_EXERCISE DESCRIPTION:_ Find the number of lines in these records where the word "arch" appears. Reply with that number and nothing more.

_SUPPLIED RECORDS:_
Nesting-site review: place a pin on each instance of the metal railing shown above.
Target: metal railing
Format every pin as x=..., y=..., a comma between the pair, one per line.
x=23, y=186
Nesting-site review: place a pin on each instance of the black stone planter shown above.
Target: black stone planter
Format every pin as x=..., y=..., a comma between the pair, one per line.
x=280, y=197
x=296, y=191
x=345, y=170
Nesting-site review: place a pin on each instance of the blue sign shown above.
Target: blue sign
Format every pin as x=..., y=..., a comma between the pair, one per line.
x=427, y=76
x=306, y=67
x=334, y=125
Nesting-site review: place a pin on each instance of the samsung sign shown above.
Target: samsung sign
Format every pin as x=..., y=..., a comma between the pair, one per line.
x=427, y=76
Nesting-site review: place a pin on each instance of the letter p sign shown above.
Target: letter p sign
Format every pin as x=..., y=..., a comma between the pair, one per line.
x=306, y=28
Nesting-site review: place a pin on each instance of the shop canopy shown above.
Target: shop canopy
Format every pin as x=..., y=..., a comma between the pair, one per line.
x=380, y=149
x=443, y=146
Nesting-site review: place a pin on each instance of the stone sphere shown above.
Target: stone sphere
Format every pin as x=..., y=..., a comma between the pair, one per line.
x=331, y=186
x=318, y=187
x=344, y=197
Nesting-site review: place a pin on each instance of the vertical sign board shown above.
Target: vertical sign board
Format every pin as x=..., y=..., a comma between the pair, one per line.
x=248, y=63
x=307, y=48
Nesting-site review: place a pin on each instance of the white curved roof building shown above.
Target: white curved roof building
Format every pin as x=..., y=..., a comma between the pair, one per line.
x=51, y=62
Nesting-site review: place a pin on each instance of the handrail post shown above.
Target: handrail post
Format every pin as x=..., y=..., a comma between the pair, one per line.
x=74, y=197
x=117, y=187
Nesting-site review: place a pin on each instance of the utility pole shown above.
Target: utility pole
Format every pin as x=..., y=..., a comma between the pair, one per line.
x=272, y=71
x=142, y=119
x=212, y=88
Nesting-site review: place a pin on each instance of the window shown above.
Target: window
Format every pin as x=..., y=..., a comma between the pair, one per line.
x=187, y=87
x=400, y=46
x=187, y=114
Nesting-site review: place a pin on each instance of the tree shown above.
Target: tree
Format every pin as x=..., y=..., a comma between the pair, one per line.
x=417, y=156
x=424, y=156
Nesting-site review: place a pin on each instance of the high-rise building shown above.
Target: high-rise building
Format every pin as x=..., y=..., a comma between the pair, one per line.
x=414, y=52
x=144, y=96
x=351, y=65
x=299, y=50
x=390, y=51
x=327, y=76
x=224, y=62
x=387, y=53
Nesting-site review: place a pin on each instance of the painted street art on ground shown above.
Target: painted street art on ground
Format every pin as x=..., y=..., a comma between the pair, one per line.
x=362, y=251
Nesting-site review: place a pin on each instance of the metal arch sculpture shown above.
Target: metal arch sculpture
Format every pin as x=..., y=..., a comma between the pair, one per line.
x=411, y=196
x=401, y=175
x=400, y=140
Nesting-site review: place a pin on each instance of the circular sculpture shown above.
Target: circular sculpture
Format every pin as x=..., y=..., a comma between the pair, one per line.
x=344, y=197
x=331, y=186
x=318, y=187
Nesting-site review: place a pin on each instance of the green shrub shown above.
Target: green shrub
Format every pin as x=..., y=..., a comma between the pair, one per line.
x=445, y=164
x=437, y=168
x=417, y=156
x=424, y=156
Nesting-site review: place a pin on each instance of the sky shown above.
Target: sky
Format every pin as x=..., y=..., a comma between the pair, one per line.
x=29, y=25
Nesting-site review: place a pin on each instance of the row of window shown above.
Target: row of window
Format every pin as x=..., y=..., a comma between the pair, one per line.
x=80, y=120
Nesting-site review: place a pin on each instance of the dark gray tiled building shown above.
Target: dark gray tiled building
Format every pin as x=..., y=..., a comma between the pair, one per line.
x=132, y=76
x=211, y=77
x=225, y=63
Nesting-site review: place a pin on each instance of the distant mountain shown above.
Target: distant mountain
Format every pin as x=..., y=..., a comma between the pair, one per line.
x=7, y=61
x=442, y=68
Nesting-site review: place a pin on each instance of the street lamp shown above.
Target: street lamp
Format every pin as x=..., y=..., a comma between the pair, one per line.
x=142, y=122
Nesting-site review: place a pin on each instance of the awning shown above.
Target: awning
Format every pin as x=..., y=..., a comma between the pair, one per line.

--

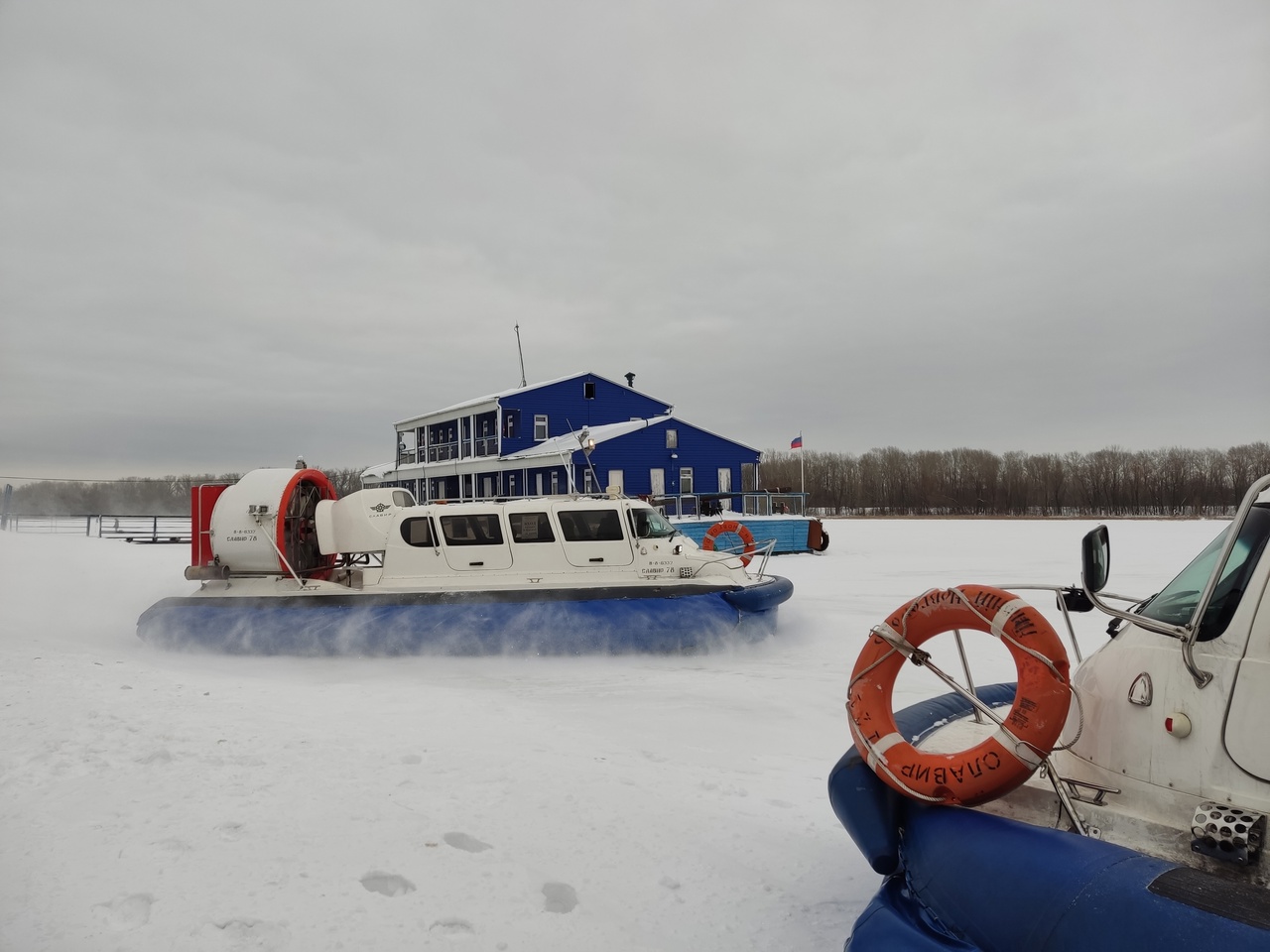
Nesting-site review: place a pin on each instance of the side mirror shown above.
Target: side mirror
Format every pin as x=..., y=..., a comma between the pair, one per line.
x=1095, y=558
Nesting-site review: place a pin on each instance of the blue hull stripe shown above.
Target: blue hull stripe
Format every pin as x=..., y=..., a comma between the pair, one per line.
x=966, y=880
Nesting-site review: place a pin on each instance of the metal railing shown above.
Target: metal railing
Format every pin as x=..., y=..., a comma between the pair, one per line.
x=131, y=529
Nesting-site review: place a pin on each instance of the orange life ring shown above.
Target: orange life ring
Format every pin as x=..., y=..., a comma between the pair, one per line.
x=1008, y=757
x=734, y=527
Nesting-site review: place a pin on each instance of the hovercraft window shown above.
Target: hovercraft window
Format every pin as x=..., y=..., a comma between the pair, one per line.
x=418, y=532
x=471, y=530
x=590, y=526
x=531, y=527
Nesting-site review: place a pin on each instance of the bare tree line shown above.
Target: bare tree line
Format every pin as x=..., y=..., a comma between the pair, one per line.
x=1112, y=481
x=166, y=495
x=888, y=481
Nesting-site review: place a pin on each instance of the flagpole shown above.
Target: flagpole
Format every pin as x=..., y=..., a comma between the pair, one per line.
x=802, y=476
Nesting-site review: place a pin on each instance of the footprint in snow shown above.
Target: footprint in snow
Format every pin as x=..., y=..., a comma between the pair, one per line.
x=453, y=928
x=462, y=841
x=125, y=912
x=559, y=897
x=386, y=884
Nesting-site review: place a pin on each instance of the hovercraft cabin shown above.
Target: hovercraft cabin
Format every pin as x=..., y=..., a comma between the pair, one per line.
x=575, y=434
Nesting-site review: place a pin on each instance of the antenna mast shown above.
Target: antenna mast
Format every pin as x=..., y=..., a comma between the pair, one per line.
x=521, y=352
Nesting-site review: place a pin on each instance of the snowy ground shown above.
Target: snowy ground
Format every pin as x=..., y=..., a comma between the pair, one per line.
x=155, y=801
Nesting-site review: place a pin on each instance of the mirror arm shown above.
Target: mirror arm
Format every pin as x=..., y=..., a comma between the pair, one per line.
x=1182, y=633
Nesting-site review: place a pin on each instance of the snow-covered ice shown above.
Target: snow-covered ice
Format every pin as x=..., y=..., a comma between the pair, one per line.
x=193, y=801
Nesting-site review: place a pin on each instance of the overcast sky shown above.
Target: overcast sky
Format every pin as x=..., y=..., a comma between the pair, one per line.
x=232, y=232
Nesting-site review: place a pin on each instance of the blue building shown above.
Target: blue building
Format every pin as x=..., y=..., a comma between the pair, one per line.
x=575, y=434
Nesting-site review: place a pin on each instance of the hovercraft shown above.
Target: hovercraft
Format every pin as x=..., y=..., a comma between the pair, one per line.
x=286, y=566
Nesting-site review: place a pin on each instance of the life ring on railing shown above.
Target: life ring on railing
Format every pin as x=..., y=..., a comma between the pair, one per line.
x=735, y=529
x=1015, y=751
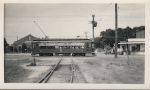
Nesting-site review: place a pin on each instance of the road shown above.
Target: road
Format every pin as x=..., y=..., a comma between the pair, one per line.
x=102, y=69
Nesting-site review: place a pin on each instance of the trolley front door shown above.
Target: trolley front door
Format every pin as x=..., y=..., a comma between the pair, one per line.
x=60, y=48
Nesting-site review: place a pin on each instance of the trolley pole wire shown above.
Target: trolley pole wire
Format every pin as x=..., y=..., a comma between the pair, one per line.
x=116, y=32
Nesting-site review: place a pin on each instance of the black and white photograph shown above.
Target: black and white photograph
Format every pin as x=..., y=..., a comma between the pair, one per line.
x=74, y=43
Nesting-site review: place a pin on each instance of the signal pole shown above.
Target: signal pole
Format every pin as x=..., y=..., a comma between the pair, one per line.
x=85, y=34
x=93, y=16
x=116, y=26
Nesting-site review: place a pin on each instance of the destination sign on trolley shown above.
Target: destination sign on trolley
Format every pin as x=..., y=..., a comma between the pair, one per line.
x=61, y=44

_SOLVED PROBLEM:_ 2